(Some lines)
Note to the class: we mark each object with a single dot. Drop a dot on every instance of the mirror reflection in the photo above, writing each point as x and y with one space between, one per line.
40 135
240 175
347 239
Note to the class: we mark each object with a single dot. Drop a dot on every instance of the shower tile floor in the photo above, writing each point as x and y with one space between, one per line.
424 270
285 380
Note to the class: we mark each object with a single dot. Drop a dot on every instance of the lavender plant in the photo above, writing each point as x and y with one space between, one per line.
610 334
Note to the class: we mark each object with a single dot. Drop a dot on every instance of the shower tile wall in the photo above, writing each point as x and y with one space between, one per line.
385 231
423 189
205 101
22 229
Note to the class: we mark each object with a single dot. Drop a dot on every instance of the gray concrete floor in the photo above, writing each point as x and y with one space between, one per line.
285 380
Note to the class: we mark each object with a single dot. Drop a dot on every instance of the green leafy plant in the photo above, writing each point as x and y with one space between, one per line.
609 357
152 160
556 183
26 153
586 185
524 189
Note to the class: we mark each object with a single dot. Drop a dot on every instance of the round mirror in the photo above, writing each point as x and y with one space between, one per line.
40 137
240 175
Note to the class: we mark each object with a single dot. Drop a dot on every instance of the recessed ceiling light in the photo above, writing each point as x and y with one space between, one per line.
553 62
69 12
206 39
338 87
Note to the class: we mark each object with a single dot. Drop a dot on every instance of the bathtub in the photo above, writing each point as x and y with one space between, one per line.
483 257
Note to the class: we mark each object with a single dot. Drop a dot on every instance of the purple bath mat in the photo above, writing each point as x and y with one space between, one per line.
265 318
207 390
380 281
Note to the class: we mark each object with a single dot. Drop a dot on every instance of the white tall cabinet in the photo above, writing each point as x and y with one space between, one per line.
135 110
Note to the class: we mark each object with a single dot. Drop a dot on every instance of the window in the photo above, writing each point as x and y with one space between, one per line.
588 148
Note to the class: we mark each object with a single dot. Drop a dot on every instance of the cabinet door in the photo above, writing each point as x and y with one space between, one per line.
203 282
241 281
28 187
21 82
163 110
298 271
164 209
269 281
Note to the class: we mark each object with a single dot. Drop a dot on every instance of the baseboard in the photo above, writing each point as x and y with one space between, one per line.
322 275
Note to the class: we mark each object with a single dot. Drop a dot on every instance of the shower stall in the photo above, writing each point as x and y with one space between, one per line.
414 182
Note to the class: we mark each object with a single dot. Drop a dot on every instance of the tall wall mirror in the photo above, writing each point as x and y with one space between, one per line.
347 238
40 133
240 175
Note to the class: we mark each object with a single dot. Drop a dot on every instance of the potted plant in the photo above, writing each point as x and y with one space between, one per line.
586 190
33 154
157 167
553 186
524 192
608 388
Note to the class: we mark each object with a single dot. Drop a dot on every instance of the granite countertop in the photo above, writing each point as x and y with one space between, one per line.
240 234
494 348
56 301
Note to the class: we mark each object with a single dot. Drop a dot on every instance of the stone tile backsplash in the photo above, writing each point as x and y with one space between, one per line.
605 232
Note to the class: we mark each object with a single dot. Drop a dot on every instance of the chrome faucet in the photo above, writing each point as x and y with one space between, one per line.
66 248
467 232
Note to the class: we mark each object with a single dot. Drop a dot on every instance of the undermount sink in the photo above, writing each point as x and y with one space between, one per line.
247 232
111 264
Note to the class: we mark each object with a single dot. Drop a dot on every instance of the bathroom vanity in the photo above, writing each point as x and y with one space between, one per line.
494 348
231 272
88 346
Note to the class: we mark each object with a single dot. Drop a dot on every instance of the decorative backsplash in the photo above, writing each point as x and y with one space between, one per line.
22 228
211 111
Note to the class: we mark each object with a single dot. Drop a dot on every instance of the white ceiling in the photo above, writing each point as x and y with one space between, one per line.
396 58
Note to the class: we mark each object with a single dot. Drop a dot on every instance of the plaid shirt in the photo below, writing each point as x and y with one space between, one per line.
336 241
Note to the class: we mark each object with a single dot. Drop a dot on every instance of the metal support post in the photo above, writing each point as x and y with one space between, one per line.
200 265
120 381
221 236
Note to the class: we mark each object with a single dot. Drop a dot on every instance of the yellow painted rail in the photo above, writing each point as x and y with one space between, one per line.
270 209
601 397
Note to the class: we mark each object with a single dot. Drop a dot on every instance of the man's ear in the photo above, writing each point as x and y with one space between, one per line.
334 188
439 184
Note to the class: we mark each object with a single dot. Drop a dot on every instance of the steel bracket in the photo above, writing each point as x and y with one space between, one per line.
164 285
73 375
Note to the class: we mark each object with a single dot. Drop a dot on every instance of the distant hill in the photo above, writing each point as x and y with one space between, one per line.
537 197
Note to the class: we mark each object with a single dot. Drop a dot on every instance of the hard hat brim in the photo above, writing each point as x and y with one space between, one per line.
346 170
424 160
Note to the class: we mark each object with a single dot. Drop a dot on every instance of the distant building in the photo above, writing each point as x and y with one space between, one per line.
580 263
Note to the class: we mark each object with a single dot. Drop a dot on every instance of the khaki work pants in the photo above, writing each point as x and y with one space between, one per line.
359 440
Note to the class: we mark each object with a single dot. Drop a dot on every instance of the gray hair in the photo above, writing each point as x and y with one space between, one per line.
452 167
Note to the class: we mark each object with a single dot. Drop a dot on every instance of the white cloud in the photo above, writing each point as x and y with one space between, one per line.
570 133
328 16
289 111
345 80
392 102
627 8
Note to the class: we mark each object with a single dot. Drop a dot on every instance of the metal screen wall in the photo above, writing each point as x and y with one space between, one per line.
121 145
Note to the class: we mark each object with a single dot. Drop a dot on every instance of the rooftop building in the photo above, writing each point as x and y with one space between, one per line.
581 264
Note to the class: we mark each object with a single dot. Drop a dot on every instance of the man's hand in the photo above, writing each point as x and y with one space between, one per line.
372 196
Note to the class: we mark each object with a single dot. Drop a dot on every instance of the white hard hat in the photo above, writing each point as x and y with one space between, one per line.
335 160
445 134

▸ **Your objective**:
Duplicate every one of the lines above, character for character.

▸ **Written response**:
Note to the class: we mark each object with a single dot. Drop a dot on every instance of the mirror reflection in the photo above, writing each point as x and y with one space between, one per line.
40 135
240 175
347 239
Note to the class: we mark each object with a single dot. Drop a dot on every instance of the shower tile floor in the photo above, writing each point as x and y with one space between, one per line.
424 270
285 380
Note to the class: we mark each object with a single dot. Drop a dot on every instance of the lavender plant in the photo above, writing each point as x and y with one space between, one per line.
610 334
Note to the class: we mark each object with a single dot. Drop a dot on every instance of the shower tile wall in the photo above, writing each point as x and y with one space between, one per line.
385 231
423 189
205 101
22 229
Note to the class: we mark each object with a single dot. Drop a dot on every instance of the gray concrete floor in the photo above, writing each point as x and y with one space between, one per line.
285 380
Note to the class: we mark each object with a single dot. Drop a dot on every instance of the green leafy plant in the photo above, writing each point as x and y with one space between, one per line.
609 357
152 160
556 183
26 153
586 185
524 189
Note to the class: we mark each object with a single dot. Drop a dot on every instance of the round mirror in the photo above, writing each point as x and y with one space between, one per line.
40 137
240 175
Note to the class: we mark each object with a single dot. Drop a dot on every instance of the recessed ceiling light in the photo above, writing each point as x and y with one space between, one per line.
553 62
69 12
206 39
338 87
Note to the class: we mark each object with a single dot. Drop a dot on every instance of the bathtub in the photo above, writing each point as x and y with one space between, one per line.
483 257
Note to the class: we mark each object with a single dot. Drop a dot on every instance of the purple bath mat in the photo above, writing each point as x and y with one space between, one per line.
265 318
207 390
380 281
Note to the class: we mark each object with a single dot. Drop a dot on every instance of the white tall cabinet in the photo above, writing each point as x and y with one space between, one per line.
135 110
Note to the class: we mark each object with a single dot. Drop a dot on every instance of the window in the photo above, writing each point as x and y with one space between, one per line.
588 148
Note to the class: we mark each object with a single dot. Drop a dot on every instance of the cabinet door in the photo above, writing each point as x and y with one space between, one per line.
203 282
241 281
28 187
21 82
163 110
298 271
164 209
269 281
Note to the class: we mark each object with a single dot. Drop a dot on every instance of the baseboard in the photo above, writing each point as x and y with one space between, one per line.
322 275
Note to the class: we mark each object with a single dot. Drop a dot on every instance of the shower stall in the photo above, writing each point as x and y with one space between, one per line.
414 182
Note to the class: we mark each object with a single dot. Drop a dot on every instance of the tall wall mirror in the photo above, writing each point as x and y with one space between, one per line.
347 238
40 133
240 175
Note to the class: we mark each object with a single dot. Drop a dot on every instance of the potted plant in the photo above, writing each point as x and y with one space between, one per line.
586 190
33 154
157 167
553 186
524 192
608 388
Note to the class: we mark each object with a single dot. Drop a dot on every instance of the granite countertop in the photo above, writing each point as x and y with one space between, one per line.
240 234
494 348
56 301
Note to the class: we mark each object with a single dot. Drop a dot on every instance of the stone tile backsplash in the photo above, writing each point as x and y with one space between, one per line.
605 232
Note to the class: we mark each object with a single dot. Drop a dot on every instance of the chrome faucet in the photo above, writing each point as x and y with one space between, one per line.
66 248
467 232
Note to the class: we mark each object with a single dot. Drop a dot on every instance of the undermount sink in the photo above, writing each point as x and y with one space between, one per line.
247 232
111 264
Note to the class: we mark each object with a single dot. Drop a dot on every instance of the bathroom vanity in the photo above, writing each point as x and y with one space between, one per line.
494 348
231 272
88 346
Note to the class: we mark each object with a single dot. Drop a dot on every instance of the decorative backsplash in the photo above, writing each point as x and y with one space between, one per line.
22 228
211 111
Note to the class: we mark each object with a single dot. Drop a dot on every instance of the white ceiling in the photo above, writing each point as x and y with one space between, one per line.
396 58
Note to the class: we mark each object with a single dot. Drop a dot on every instance of the plaid shirt in the photo below, writing each point as x and y with one space between, one per line.
336 241
Note to the class: we mark each object with a single dot. Drop a dot on every instance of the metal support post in the photo above, writing each point as x and y with one space between, one per line.
200 265
120 381
221 236
Note to the class: we mark each object with a single dot. Drop a dot on every instance of the yellow painted rail in the photo above, writing each point as x and y with one space between, one per line.
270 209
601 397
Note to the class: we mark each object with a single dot. Drop a dot on every instance of the man's ear in the photo above, writing each point as x and y with one space between, one per line.
334 188
439 184
Note to the class: we mark each object with a single dot. Drop a dot on every instance of the steel bracket in the photo above, writing each point as x and y with one space between, one per line.
164 285
73 375
Note to the class: we mark each object with a single dot. Drop a dot on every instance of the distant hill in the photo above, writing each point as x and y with one space between, one per line.
537 197
Note to the class: we mark each object with a single dot. Drop a dot on every instance of the hard hat brim in the photo above, writing each point as x and y with one space between, one per line.
346 170
424 160
Note to the class: we mark each object with a single dot. Drop a dot on every instance of the distant building in the photo above, writing each point as x and y with one space between, one per line.
580 263
Note to the class: we mark each object with a single dot. Drop a dot on every instance of the khaki work pants in the photo above, writing each point as x and y with one space between, one per line.
359 440
Note to the class: we mark each object with a single dot. Drop a dot on every instance of the gray hair in the photo above, writing each point as x and y with one space between, one per line.
452 167
Note to the class: we mark each object with a single dot. Drop a dot on every instance of the white cloud in the photo above, writing each point as x and y with one space between, one per line.
570 133
328 16
289 111
345 80
392 102
627 8
Note to the class: we mark each object with a single dot. Drop a dot on every instance of the metal screen wall in the photo above, writing each point as x and y with one space between, one per line.
121 145
Note to the class: we mark each object with a single dot. Drop a dot on every instance of the rooftop building in the photo above, writing each point as x and y with one space between, one per line.
581 264
Note to the class: we mark each object with a single dot. Drop a dot on every instance of the man's hand in the photo above, writing each point as x and y with one space between, one per line.
372 196
Note to the class: we mark each object with a single dot. Drop a dot on every instance of the white hard hat in the photo above, writing each point as x and y with one space between, one per line.
335 160
445 134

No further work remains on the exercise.